> [EXERCISES]:
A – According to the SEBI article, which ministry does SEBI report to?
B – Reproduce the SEBI article verbatim, everything from "Why was SEBI" down to "merchant bankers, etc.".
--- START TEXT SEGMENT ---
What is SEBI and its Role in Capital Market?
What is SEBI and its Role in Capital Market?
What is SEBI?
SEBI is the Indian stock market watchdog. The full form of SEBI is the Securities and Exchange Board of India which regulates, monitors, and oversees the function of the stock market. SEBI is a financial regulatory body that reports to the Ministry of Finance. It was established in 1988 as a non-statutory organization, but in 1992 the SEBI Act granted it statutory powers that empower it to regulate the securities market, protect investors' interests, and promote market development.
The Indian capital market is regulated primarily by this regulatory body. Regulatory, monitoring, and management functions are performed by it for the Indian securities market. Incorporating rules and regulations is intended to safeguard investors' interests and foster a safe investment environment. As part of its work, it also develops investment-related guidelines for improving the investment situation in India.
Why was SEBI established?
In 1980, there was tremendous growth in the capital market due to the increasing participation of the public. The expanding investor population resulted in many malpractices by companies, stock market brokers, merchant bankers, etc.
Some of the common malpractices that plagued the stock were:
- Unofficial private placements
- Price rigging
- Unofficial premium on new issues
- Non-adherence to provisions of the Companies Act
- Violation of rules and regulations of stock markets
- Delay in delivery of shares
These unethical practices crumbled the confidence of investors and aggravated their resentment. The government and stock market were not able to resolve the problems.
As a result, the Government of India set up an independent regulatory body through the SEBI Act, 1992 known as the securities and exchange board of India and that’s how SEBI was given a statutory status on 30 January 1992 to keep the interests intact of various stakeholders. On February 21, 1992 SEBI was established as a statutory body.
Who is SEBI Chairman and its Members?
The Sebi management consists of Nine Board members who are as follows; the Union Government of India appoints the Chairman, two Union Finance Ministry officers are members, and the Reserve Bank of India has one representative.
The remaining Five members are also appointed by the Union Government of India and out of the five members, three shall be whole-time members. Currently, SEBI is headed by Ms. Madhabi Puri Buch as the Chairman.
What is Role Of SEBI in Capital Market?
SEBI was established to monitor and improve the Indian Capital market. In order to achieve this goal, it looks after the needs of the three most important financial participants involved in the Indian capital market. Those three parties are:
1). Issuers of securities: In any company that is listed on the stock exchange, the issuers are organizers that help raise funds from the financial market. The role of SEBI here is to ensure that IPO and FPO issuance is done fairly and without misrepresentation.
2). Protect Investor’s Interest: The role of SEBI is to protect investor’s interests and prevent unfair trade practices so that investor’s interests don’t get harmed.
Protecting the interests of traders and investors is important for the survival of the capital market because they are an integral part of the capital market.
--- END TEXT SEGMENT ---
--- START DATA PROVIDED ---
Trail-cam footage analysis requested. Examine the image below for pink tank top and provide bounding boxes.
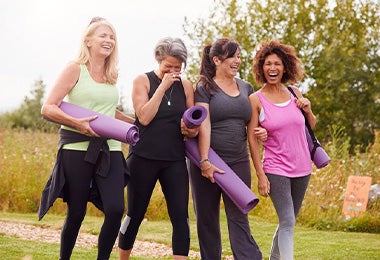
[257,91,312,177]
--- END DATA PROVIDED ---
> [EXPECTED OUTPUTS]:
A – SEBI reports to the Ministry of Finance.

B –
Why was SEBI established?
In 1980, there was tremendous growth in the capital market due to the increasing participation of the public. The expanding investor population resulted in many malpractices by companies, stock market brokers, merchant bankers, etc.